◆ **What is required**: From the hash index email below, copy word for word the passage that begins with "However, Neil's tests" and ends with "some circumstances (e.g.".

◆ **Quoted passage**:
• • • • •
Re: hash index work

From: Bruce Momjian <pgman(at)candle(dot)pha(dot)pa(dot)us>
To: Tom Lane <tgl(at)sss(dot)pgh(dot)pa(dot)us>
Cc: Neil Conway <neilc(at)samurai(dot)com>, pgsql-patches <pgsql-patches(at)postgresql(dot)org>
Subject: Re: hash index work
Date: 2005-06-25 00:03:08
Message-ID: 200506250003.j5P038621441@candle.pha.pa.us
Views: Raw Message | Whole Thread | Download mbox | Resend email
Thread:
Lists: pgsql-patches


I have added these TODO items based on Neil's ideas:

* Consider sorting hash buckets so entries can be found using a binary
search, rather than a linear scan
* In hash indexes, consider storing the hash value with or instead
of the key itself

However, Neil's tests don't show much of a win. Should I keep these
items on the TODO list?

---------------------------------------------------------------------------

Tom Lane wrote:
> Neil Conway <neilc(at)samurai(dot)com> writes:
> > The patch does two things: (1) change hash indexes to only store the
> > key's hash value, not the entire key (2) store index elements within a
> > hash bucket in order of hash key and search for matches via binary
> > search. #1 is definitely a win in some in some circumstances (e.g.
• • • • •
◆ **Excerpted data**:
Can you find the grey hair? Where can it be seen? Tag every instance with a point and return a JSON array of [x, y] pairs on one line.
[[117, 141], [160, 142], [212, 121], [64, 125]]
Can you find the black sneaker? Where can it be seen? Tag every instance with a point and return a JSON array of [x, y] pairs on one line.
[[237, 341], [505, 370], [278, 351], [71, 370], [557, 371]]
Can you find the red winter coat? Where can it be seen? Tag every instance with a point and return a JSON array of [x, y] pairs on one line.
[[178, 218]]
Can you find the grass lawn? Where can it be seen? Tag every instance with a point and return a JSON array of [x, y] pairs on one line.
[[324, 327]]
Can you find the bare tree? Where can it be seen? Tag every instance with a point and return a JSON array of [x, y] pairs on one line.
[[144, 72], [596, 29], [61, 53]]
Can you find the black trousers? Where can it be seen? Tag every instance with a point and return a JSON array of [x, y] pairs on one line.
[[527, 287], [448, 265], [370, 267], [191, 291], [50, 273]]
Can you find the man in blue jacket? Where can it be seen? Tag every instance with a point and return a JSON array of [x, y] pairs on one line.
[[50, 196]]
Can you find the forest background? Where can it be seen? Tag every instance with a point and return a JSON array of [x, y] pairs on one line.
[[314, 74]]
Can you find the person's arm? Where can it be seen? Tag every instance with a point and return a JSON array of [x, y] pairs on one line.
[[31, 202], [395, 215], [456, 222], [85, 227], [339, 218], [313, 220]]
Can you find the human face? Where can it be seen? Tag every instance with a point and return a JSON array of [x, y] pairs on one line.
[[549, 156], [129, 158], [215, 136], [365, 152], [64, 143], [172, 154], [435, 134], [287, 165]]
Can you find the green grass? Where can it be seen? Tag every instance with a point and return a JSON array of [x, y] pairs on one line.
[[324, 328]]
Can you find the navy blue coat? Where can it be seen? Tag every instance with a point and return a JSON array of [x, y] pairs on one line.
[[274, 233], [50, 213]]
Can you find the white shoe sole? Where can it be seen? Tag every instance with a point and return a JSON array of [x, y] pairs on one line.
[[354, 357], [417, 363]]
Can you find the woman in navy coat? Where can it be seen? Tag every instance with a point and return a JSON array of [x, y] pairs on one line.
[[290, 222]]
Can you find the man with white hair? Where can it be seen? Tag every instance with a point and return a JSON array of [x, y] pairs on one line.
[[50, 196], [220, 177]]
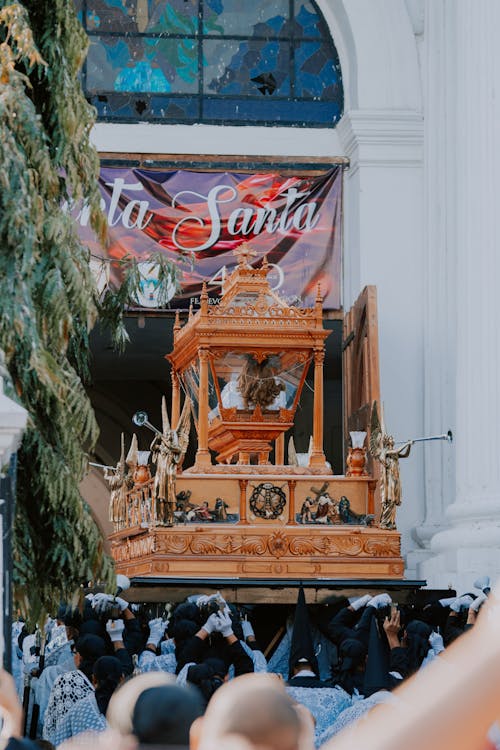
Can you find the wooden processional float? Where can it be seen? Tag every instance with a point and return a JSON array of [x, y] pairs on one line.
[[240, 512]]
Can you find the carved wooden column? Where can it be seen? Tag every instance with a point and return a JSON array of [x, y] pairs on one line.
[[203, 454], [317, 457], [175, 410], [291, 502], [469, 546], [243, 500]]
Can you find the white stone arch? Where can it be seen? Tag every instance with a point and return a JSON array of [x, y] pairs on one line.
[[377, 51], [381, 133]]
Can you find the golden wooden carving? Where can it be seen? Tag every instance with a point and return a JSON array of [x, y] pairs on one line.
[[244, 363]]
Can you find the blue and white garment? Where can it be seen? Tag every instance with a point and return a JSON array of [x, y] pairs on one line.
[[42, 687], [258, 658], [149, 662], [68, 689], [167, 646], [17, 657], [84, 716], [182, 676], [350, 715], [325, 704]]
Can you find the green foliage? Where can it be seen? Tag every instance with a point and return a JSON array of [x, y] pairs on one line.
[[48, 300]]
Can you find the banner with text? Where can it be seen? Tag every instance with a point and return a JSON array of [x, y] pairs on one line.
[[199, 218]]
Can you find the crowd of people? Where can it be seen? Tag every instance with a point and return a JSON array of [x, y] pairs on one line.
[[104, 675]]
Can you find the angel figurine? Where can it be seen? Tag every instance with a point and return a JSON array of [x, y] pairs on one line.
[[120, 482], [168, 450], [382, 448]]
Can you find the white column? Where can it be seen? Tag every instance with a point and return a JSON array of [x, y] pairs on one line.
[[471, 544], [383, 246], [438, 309], [12, 423]]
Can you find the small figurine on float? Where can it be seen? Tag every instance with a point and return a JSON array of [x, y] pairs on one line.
[[168, 450], [305, 515], [346, 515], [259, 386]]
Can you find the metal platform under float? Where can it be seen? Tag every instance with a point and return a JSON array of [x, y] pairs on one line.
[[242, 514]]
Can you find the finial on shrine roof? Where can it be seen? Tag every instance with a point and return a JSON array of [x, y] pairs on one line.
[[319, 301], [244, 252]]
• • • • •
◆ **Solution to the exercise**:
However, Neil's tests don't show much of a win. Should I keep these
items on the TODO list?

---------------------------------------------------------------------------

Tom Lane wrote:
> Neil Conway <neilc(at)samurai(dot)com> writes:
> > The patch does two things: (1) change hash indexes to only store the
> > key's hash value, not the entire key (2) store index elements within a
> > hash bucket in order of hash key and search for matches via binary
> > search. #1 is definitely a win in some in some circumstances (e.g.